__Your task__
Produce an exact copy of the lines from the line that contains "find short black hair" to the end of the listing below.

__Given records__
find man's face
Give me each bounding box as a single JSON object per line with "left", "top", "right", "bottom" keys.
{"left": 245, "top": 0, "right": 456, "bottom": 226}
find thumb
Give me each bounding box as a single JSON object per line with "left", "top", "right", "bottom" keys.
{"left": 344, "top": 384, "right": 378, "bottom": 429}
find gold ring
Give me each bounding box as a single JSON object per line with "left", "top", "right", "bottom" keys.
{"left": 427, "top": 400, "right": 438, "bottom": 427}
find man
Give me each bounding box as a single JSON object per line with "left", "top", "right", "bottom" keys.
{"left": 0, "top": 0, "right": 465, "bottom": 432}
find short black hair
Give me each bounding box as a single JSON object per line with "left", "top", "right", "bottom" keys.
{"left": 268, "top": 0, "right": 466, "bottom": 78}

__Output__
find short black hair
Give me each bounding box as a single JSON object per line with "left", "top", "right", "bottom" keys.
{"left": 268, "top": 0, "right": 466, "bottom": 78}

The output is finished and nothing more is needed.